入力データ
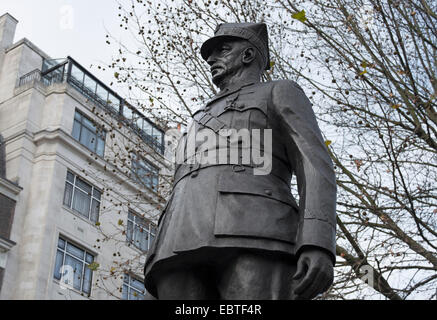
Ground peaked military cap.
[200,22,270,70]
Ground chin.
[212,74,223,87]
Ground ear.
[241,47,256,64]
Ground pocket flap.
[218,171,298,210]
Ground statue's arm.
[272,80,337,261]
[272,81,336,299]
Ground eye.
[220,46,231,52]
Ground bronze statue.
[144,23,336,299]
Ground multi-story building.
[0,13,170,299]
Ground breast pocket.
[219,99,267,130]
[214,173,299,243]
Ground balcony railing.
[18,69,41,87]
[19,57,164,154]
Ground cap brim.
[200,35,243,61]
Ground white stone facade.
[0,14,169,299]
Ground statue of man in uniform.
[144,23,336,299]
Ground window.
[54,237,94,296]
[132,155,159,191]
[64,171,102,222]
[122,273,146,300]
[126,210,156,251]
[72,110,106,157]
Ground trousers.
[148,248,296,300]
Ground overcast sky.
[0,0,119,91]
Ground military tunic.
[144,80,336,295]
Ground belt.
[173,161,292,187]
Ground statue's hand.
[293,247,334,299]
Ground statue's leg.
[218,251,296,300]
[156,268,218,300]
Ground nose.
[206,50,217,66]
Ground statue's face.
[207,40,247,86]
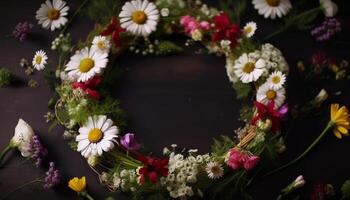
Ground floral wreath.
[56,0,289,199]
[1,0,350,199]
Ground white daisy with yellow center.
[65,47,108,82]
[233,53,266,83]
[75,115,119,158]
[267,71,286,90]
[253,0,292,19]
[119,0,159,37]
[32,50,48,71]
[91,35,111,53]
[35,0,69,31]
[256,82,286,108]
[243,22,257,38]
[205,162,224,179]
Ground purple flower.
[43,162,60,189]
[278,104,288,119]
[29,135,47,167]
[311,17,341,42]
[12,22,34,42]
[120,133,141,151]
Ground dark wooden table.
[0,0,350,200]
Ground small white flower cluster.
[160,151,211,199]
[51,33,71,52]
[257,43,289,76]
[129,39,155,56]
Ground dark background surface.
[0,0,350,199]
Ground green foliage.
[341,180,350,200]
[157,41,183,55]
[0,68,13,88]
[232,81,252,99]
[44,68,60,91]
[83,0,124,24]
[211,135,235,157]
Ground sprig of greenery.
[83,0,123,25]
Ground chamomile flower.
[65,47,108,82]
[75,115,119,158]
[233,53,265,83]
[243,22,257,38]
[253,0,292,19]
[256,83,286,108]
[35,0,69,31]
[32,50,47,71]
[119,0,159,37]
[205,162,224,179]
[91,35,111,53]
[267,71,286,90]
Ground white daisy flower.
[267,71,286,90]
[35,0,69,31]
[75,115,119,158]
[91,35,111,53]
[243,22,257,38]
[234,53,266,83]
[65,47,108,82]
[256,83,286,108]
[253,0,292,19]
[119,0,159,36]
[205,162,224,179]
[320,0,338,17]
[32,50,48,71]
[160,8,170,17]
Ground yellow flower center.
[35,56,43,65]
[47,8,60,20]
[266,0,280,7]
[271,76,281,84]
[244,26,253,34]
[88,128,103,143]
[243,62,255,74]
[266,90,277,100]
[79,58,95,73]
[132,10,147,24]
[97,41,106,50]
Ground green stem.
[0,144,12,167]
[263,122,334,177]
[1,179,44,200]
[264,7,322,41]
[60,0,89,34]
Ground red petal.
[148,171,158,183]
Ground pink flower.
[243,156,260,171]
[200,21,210,30]
[180,15,194,26]
[227,149,243,170]
[227,149,260,171]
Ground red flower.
[100,17,125,47]
[212,12,241,47]
[139,156,169,183]
[251,101,288,132]
[73,76,101,100]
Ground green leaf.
[157,41,183,55]
[211,135,235,157]
[232,81,252,99]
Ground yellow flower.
[68,176,86,193]
[331,104,350,139]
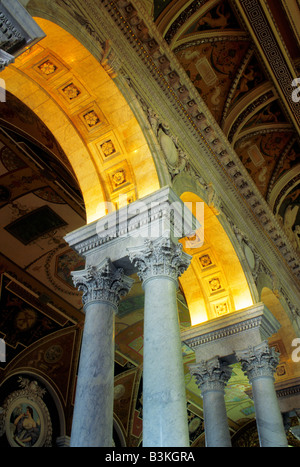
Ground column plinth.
[189,357,232,447]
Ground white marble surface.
[252,376,288,447]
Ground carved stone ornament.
[235,341,280,382]
[0,377,52,447]
[0,50,15,71]
[128,237,191,283]
[72,259,134,308]
[189,357,232,394]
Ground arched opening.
[180,192,253,325]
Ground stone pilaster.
[189,357,232,447]
[235,341,287,447]
[71,259,133,447]
[128,237,190,447]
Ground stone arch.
[3,1,160,223]
[171,184,253,325]
[261,285,299,381]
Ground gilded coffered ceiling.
[0,0,300,446]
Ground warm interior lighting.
[180,193,253,326]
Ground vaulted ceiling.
[0,0,300,445]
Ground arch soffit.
[3,5,160,223]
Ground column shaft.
[189,357,232,447]
[71,302,114,447]
[143,276,189,447]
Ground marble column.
[128,237,191,447]
[70,259,133,447]
[236,341,287,447]
[189,357,232,447]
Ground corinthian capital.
[235,341,280,382]
[127,237,191,283]
[72,259,134,308]
[189,357,232,393]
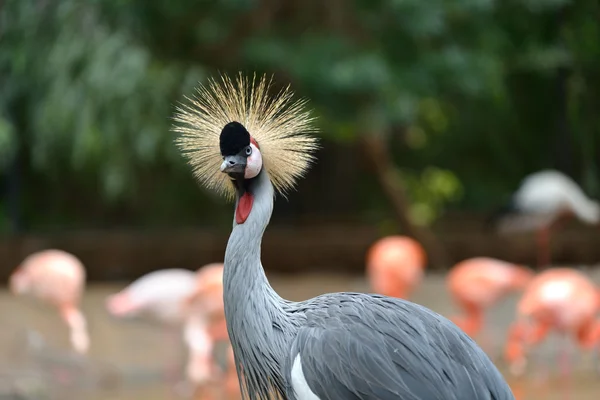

指示
上のデータをすべて書き直してください。「overcast sky」は「cloudy sky」に置き換え、ほかは何も変えないでください。画像は答えに含めないでください。

この指示の結果
Ground peaked military cap.
[200,22,270,70]
Ground chin.
[212,74,223,87]
Ground ear.
[241,47,256,64]
Ground pocket flap.
[218,171,298,210]
Ground statue's arm.
[272,80,337,261]
[272,81,336,299]
Ground eye.
[220,46,231,52]
Ground bronze statue.
[144,23,336,299]
Ground multi-story building.
[0,13,170,299]
Ground breast pocket.
[219,99,267,130]
[214,173,299,243]
Ground balcony railing.
[18,69,41,87]
[19,57,164,154]
Ground cap brim.
[200,35,243,61]
Ground white stone facade.
[0,14,169,299]
Ground statue of man in uniform.
[144,23,336,299]
Ground window.
[54,237,94,296]
[132,155,159,191]
[64,171,102,222]
[122,273,146,300]
[126,210,156,251]
[72,110,106,157]
Ground trousers.
[148,248,296,300]
Ground cloudy sky.
[0,0,119,91]
Ground military tunic.
[144,80,336,295]
Ground belt.
[173,161,292,187]
Ground statue's hand.
[293,247,334,299]
Ground statue's leg.
[218,251,296,300]
[156,268,218,300]
Ground nose.
[206,50,217,66]
Ground statue's face.
[207,40,247,86]
Ground floral wreath.
[56,0,289,199]
[1,0,350,199]
Ground white daisy with yellow center.
[65,47,108,82]
[233,53,266,83]
[75,115,119,158]
[267,71,286,90]
[253,0,292,19]
[119,0,159,37]
[32,50,48,71]
[91,35,111,53]
[35,0,69,31]
[256,82,286,108]
[243,22,257,38]
[205,162,224,179]
Ground purple flower.
[43,162,60,189]
[278,104,288,119]
[29,135,47,167]
[311,17,341,42]
[12,22,34,42]
[120,133,141,151]
Ground dark wooden table.
[0,0,350,200]
Ground small white flower cluster.
[160,151,211,199]
[51,33,71,52]
[257,43,289,76]
[129,39,155,56]
Ground dark background surface.
[0,0,350,199]
Ground green foliage.
[341,180,350,200]
[157,41,183,55]
[0,68,13,88]
[232,81,252,99]
[44,68,60,91]
[83,0,124,24]
[211,135,235,157]
Ground sprig of greenery.
[83,0,123,25]
Ground chamomile flower.
[65,47,108,82]
[75,115,119,158]
[233,53,265,83]
[243,22,257,38]
[253,0,292,19]
[256,83,286,108]
[35,0,69,31]
[32,50,47,71]
[119,0,159,37]
[205,162,224,179]
[91,35,111,53]
[267,71,286,90]
Ground white daisy flower.
[267,71,286,90]
[35,0,69,31]
[75,115,119,158]
[91,35,111,53]
[243,22,257,38]
[234,53,266,83]
[65,47,108,82]
[256,83,286,108]
[253,0,292,19]
[119,0,159,36]
[205,162,224,179]
[320,0,338,17]
[32,50,48,71]
[160,8,170,17]
Ground yellow flower center.
[35,56,43,65]
[47,8,60,20]
[266,0,280,7]
[271,76,281,84]
[244,26,253,34]
[88,128,103,143]
[243,62,255,74]
[266,90,277,100]
[79,58,95,73]
[132,10,147,24]
[97,41,106,50]
Ground green stem.
[0,144,12,167]
[263,122,334,177]
[1,179,44,200]
[264,7,322,41]
[60,0,89,34]
Ground red petal.
[148,171,158,183]
Ground pink flower.
[243,156,260,171]
[200,21,210,30]
[180,15,194,26]
[227,149,243,170]
[227,149,260,171]
Ground red flower.
[100,17,125,47]
[212,12,241,47]
[139,156,169,183]
[251,101,288,132]
[73,76,101,100]
Ground green leaf.
[157,41,183,55]
[211,135,235,157]
[232,81,252,99]
Ground yellow flower.
[68,176,86,193]
[331,104,350,139]
Ground column plinth.
[189,357,232,447]
Ground white marble surface.
[252,376,288,447]
Ground carved stone ornament.
[235,341,280,382]
[0,377,52,447]
[0,50,15,71]
[128,237,191,283]
[72,259,134,308]
[189,357,232,394]
Ground arched opening.
[180,192,253,325]
Ground stone pilaster.
[189,357,232,447]
[235,341,287,447]
[71,259,133,447]
[128,237,190,447]
Ground stone arch.
[3,1,160,223]
[171,184,253,325]
[261,285,299,381]
Ground gilded coffered ceiling.
[0,0,300,446]
Ground warm interior lighting.
[180,193,253,326]
Ground vaulted ceiling.
[0,0,300,445]
Ground arch soffit.
[3,5,160,223]
Ground column shaft.
[189,357,232,447]
[71,302,114,447]
[143,276,189,447]
Ground marble column.
[128,237,191,447]
[70,259,133,447]
[236,341,287,447]
[189,357,232,447]
Ground corinthian capital.
[235,341,280,382]
[127,237,191,283]
[72,259,134,308]
[189,357,232,393]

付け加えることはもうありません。